- Opening Delimiter -

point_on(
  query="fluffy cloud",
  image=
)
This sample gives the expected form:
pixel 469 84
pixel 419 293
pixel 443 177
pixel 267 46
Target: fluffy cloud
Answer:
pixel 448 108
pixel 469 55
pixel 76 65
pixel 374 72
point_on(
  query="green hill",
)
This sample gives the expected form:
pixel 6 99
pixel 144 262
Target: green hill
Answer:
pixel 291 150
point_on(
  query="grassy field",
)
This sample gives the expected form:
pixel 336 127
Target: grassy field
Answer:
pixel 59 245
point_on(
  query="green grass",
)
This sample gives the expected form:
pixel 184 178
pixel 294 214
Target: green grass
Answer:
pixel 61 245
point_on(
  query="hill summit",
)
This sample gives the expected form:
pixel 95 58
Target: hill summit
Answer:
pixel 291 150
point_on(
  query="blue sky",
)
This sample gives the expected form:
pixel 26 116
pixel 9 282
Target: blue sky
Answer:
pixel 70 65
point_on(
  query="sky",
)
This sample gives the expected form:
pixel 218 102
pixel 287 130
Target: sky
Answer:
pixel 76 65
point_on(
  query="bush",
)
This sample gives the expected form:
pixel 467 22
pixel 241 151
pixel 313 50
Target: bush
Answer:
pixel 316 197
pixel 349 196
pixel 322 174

- Closing Delimiter -

#### [TASK DETAILS]
Every line of the listing above that contains "field" is to be copied.

#### [TASK ANSWER]
  query="grassy field",
Target: grassy field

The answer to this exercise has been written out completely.